Document excerpt:

Panasonic will re-enter the U.S. wireless phone market later this year after a two-year absence.

Panasonic phones disappeared from the U.S. when it discontinued analog phone manufacturing and encountered delays in designing digital phones for the U.S. market. The company, however, continued to market pagers.

The company’s first U.S. digital phones — two TDMA trimodes — will be displayed at Wireless 2000 in New Orleans and will ship in mid to late summer.

Takashi Kawada, president of Matsushita Communication Industrial, said his company is a major player in European and Asian wireless markets and is targeting the U.S. to further expand its global market share.

The Yokohama-based company generates about 40% of its wireless phone revenues from outside Japan and wants to boost that to 50% in fiscal 2000.

Exercise 1: Please transcribe everything in the Panasonic article from "The company’s first" down to "in fiscal 2000.".
Exercise 2:
Answer these questions on the Panasonic article:
(a) How long has Panasonic been absent from the U.S. wireless phone market?
(b) At which event, and in what city, will the company's first U.S. digital phones be displayed?
(c) What share of its wireless phone revenues does the company aim to generate outside Japan in fiscal 2000?
Exercise 3: Carry the Panasonic article forward from its last sentence.

Region labeling records:
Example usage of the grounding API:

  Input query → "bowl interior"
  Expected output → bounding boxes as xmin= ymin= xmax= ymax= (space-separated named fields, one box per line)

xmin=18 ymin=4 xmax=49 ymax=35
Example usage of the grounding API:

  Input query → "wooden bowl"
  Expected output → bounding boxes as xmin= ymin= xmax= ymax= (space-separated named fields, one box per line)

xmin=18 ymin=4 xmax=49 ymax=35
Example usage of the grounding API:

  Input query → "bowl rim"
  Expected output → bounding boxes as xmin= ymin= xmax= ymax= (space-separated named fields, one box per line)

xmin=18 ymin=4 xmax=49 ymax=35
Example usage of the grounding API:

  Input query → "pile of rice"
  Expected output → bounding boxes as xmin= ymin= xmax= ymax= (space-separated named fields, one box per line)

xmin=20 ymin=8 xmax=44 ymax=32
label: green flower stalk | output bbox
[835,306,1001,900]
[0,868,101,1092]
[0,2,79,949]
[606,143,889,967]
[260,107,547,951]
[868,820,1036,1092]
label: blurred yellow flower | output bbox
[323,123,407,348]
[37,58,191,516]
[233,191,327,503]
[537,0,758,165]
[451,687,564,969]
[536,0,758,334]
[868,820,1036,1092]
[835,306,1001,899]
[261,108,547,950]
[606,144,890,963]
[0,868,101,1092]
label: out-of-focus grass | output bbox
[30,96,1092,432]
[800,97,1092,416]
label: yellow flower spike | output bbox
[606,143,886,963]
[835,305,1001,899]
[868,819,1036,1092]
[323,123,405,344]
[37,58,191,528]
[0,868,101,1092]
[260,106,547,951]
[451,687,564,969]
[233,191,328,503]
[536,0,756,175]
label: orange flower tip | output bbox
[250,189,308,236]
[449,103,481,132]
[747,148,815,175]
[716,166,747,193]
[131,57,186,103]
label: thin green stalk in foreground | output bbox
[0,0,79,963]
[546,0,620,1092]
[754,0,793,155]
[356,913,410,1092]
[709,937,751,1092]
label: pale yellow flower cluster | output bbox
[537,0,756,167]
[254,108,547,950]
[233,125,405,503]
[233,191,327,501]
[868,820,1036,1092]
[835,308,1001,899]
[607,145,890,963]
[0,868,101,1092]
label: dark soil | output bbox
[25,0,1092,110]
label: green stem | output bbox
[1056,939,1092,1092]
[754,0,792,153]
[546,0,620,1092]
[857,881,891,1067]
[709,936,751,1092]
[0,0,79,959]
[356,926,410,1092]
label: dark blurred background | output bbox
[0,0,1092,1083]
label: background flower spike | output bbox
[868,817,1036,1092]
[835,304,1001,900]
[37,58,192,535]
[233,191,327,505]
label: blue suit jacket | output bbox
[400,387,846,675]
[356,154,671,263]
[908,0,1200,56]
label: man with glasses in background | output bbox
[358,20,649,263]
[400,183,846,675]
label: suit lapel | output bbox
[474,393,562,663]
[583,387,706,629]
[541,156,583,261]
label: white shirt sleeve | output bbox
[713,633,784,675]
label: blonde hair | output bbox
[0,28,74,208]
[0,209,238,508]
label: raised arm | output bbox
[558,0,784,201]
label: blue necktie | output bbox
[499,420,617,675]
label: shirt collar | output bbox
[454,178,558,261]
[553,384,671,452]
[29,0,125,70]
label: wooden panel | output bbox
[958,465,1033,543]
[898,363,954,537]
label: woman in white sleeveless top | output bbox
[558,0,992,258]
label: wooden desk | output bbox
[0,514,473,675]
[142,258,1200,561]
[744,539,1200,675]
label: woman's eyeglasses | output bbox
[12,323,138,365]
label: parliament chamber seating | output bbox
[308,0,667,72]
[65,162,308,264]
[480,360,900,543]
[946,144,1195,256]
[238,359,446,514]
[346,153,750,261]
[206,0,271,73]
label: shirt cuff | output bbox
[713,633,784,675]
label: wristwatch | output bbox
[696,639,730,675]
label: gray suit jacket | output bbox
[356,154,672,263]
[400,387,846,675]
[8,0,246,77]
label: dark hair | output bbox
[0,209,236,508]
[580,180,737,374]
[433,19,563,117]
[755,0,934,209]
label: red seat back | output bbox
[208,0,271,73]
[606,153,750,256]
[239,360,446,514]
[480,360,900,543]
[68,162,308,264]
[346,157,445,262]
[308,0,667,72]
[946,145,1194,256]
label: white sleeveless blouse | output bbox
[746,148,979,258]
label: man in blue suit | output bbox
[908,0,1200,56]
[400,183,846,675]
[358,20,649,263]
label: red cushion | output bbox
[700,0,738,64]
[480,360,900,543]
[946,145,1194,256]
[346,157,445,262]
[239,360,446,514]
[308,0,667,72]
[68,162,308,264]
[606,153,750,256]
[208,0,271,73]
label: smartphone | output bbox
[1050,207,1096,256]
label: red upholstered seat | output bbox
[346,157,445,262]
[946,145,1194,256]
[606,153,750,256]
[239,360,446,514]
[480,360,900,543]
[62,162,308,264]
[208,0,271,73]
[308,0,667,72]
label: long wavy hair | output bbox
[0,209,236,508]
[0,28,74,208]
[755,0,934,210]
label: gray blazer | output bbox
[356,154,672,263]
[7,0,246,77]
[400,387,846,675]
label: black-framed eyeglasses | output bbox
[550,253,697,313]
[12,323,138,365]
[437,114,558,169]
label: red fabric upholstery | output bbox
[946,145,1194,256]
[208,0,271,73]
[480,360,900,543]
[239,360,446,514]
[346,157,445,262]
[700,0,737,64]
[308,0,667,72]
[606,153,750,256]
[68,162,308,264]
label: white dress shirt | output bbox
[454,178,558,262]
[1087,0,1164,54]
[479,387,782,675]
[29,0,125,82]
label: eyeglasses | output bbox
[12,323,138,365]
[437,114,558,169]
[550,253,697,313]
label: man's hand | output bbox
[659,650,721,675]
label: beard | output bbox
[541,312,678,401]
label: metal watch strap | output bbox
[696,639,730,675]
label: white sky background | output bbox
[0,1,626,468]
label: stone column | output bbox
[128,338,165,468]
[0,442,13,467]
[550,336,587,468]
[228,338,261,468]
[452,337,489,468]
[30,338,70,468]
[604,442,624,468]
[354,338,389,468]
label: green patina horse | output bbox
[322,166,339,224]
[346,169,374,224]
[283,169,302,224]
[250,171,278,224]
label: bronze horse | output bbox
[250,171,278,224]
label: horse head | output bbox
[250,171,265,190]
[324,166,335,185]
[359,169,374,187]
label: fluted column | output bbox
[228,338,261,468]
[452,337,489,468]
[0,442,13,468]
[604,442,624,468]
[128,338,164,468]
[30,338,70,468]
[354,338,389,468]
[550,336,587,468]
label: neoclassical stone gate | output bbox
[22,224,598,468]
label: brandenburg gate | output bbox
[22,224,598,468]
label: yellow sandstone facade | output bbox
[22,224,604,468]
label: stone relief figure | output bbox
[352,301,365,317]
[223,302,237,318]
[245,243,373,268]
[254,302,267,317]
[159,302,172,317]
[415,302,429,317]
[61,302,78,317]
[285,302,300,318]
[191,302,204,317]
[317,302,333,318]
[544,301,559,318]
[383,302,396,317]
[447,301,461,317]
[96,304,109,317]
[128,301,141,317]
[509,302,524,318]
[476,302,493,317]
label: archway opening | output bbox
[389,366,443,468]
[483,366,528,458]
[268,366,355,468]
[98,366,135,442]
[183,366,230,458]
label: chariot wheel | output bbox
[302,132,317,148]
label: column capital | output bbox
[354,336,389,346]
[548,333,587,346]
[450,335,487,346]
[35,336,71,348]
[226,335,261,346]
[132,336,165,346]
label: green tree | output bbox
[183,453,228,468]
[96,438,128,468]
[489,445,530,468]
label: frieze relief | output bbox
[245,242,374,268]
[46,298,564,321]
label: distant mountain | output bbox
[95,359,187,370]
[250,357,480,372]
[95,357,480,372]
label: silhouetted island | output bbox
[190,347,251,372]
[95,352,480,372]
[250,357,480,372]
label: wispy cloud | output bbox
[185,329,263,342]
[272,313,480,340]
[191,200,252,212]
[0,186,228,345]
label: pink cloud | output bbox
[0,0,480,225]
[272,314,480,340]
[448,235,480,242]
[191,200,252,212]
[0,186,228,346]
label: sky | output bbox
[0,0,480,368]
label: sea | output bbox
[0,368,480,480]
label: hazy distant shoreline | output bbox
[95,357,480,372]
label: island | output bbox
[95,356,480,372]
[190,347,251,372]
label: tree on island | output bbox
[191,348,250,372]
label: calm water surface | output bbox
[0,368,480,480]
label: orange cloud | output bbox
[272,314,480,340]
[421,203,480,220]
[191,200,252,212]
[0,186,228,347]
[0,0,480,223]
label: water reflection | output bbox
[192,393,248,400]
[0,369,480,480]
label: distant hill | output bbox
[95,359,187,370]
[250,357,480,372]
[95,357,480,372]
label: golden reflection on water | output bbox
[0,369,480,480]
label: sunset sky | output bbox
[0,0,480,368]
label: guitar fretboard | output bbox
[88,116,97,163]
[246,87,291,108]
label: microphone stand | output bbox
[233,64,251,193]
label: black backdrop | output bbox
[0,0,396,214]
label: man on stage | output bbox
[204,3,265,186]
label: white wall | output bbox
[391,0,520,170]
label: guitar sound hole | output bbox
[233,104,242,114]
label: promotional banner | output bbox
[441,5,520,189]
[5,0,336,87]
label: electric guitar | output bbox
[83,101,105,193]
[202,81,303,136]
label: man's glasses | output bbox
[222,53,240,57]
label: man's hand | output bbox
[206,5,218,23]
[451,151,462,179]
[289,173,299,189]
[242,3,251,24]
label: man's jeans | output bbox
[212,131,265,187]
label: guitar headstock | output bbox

Expected output 1:
The company’s first U.S. digital phones — two TDMA trimodes — will be displayed at Wireless 2000 in New Orleans and will ship in mid to late summer.

Takashi Kawada, president of Matsushita Communication Industrial, said his company is a major player in European and Asian wireless markets and is targeting the U.S. to further expand its global market share.

The Yokohama-based company generates about 40% of its wireless phone revenues from outside Japan and wants to boost that to 50% in fiscal 2000.

Expected output 2:
(a) Two years.
(b) Wireless 2000, in New Orleans.
(c) 50%.

Expected output 3:
Matsushita will use its car audio factory in Atlanta and other U.S. facilities to make the phones, Kawada said. Matsushita Communications is majority-owned by consumer electronics manufacturer Matsushita Electric Industrial.

Panasonic’s first U.S. digital phones will be among the industry’s first TDMA models to support two-way SMS (short messaging service), and they will include Tegic’s predictive text-entry software to simplify message composing through their dialing keypads.

Other features include built-in speakerphone, built-in vibrating alert, and a 100-name phone book that accommodates four phone numbers per entry.

One phone weighs 3.1 ounces; the other is 5.4 ounces.